#### What you should do:
Count how many lines in the data below contain the word "dark". Reply with the number alone.

BEGIN

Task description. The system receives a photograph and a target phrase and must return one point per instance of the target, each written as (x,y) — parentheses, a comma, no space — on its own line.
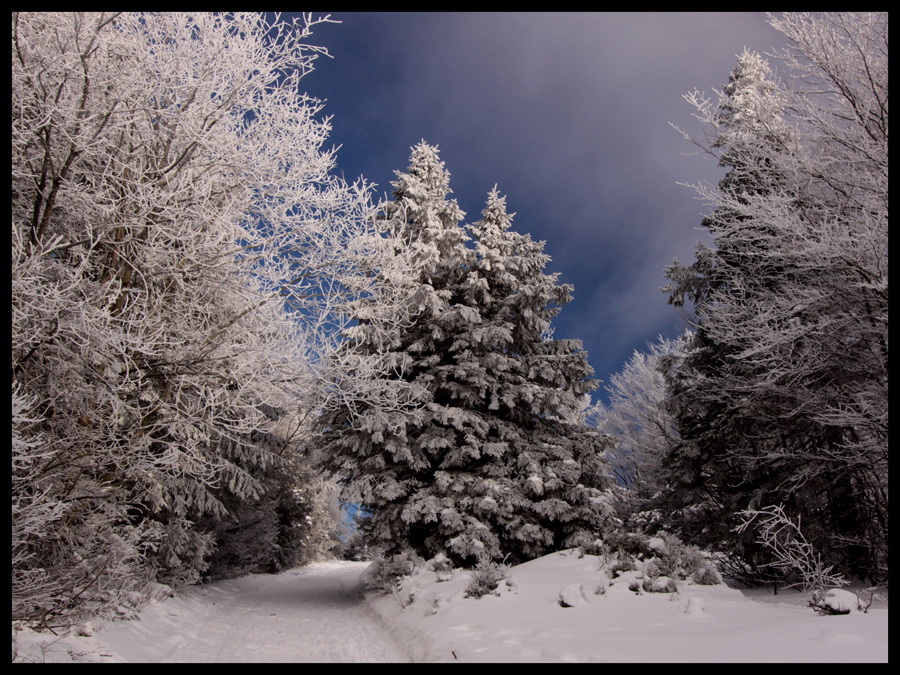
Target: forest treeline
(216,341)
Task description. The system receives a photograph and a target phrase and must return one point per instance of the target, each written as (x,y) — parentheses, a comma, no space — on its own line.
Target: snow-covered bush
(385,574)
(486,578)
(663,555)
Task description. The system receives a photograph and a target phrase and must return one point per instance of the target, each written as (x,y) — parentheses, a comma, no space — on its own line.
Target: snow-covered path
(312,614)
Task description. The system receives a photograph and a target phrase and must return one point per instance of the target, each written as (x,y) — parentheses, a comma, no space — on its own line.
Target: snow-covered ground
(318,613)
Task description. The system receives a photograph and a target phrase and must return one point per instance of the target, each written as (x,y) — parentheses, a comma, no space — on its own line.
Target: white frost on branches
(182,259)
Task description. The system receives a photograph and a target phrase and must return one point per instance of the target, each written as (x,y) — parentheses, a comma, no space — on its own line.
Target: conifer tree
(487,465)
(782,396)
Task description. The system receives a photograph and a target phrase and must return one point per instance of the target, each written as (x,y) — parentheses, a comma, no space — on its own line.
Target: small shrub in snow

END
BEGIN

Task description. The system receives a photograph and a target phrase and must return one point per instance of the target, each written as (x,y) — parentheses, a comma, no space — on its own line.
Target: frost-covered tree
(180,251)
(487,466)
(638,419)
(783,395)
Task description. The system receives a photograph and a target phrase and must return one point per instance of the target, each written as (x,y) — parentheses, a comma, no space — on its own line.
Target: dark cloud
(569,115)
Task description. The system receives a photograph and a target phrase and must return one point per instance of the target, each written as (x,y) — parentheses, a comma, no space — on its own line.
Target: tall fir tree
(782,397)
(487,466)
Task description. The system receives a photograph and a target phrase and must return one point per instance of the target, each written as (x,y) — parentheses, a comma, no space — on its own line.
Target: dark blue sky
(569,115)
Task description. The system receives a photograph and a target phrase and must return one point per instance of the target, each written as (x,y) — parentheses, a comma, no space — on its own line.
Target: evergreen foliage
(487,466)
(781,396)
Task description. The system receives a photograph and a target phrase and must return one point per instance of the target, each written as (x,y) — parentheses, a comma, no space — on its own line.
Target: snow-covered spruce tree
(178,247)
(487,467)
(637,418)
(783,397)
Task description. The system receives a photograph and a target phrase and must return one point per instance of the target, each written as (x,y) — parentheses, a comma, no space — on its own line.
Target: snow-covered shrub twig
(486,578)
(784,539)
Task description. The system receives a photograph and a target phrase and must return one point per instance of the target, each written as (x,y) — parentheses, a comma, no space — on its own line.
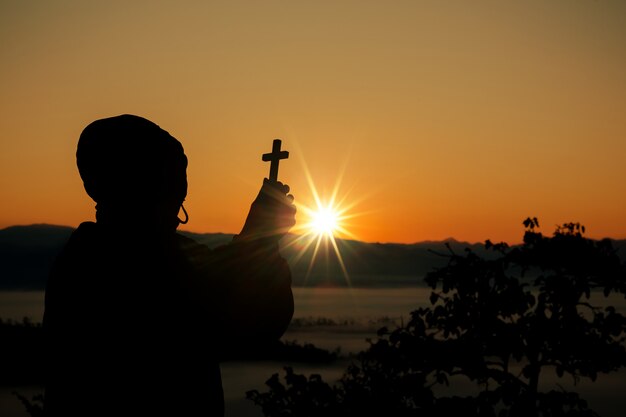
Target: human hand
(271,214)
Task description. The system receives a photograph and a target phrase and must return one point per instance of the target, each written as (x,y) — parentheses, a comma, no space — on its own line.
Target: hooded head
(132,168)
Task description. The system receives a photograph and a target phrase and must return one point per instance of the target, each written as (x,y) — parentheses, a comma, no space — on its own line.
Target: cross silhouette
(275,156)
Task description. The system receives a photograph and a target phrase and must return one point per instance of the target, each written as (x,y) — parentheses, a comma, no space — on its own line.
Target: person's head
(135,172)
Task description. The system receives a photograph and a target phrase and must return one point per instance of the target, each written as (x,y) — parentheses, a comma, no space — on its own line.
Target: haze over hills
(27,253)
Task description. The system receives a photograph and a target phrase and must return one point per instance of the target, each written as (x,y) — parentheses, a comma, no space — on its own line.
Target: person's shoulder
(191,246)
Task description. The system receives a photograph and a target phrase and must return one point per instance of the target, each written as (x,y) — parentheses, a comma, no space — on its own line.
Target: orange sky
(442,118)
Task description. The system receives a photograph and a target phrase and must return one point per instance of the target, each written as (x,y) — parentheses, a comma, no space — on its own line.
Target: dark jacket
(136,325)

END

#### Reply to the task:
3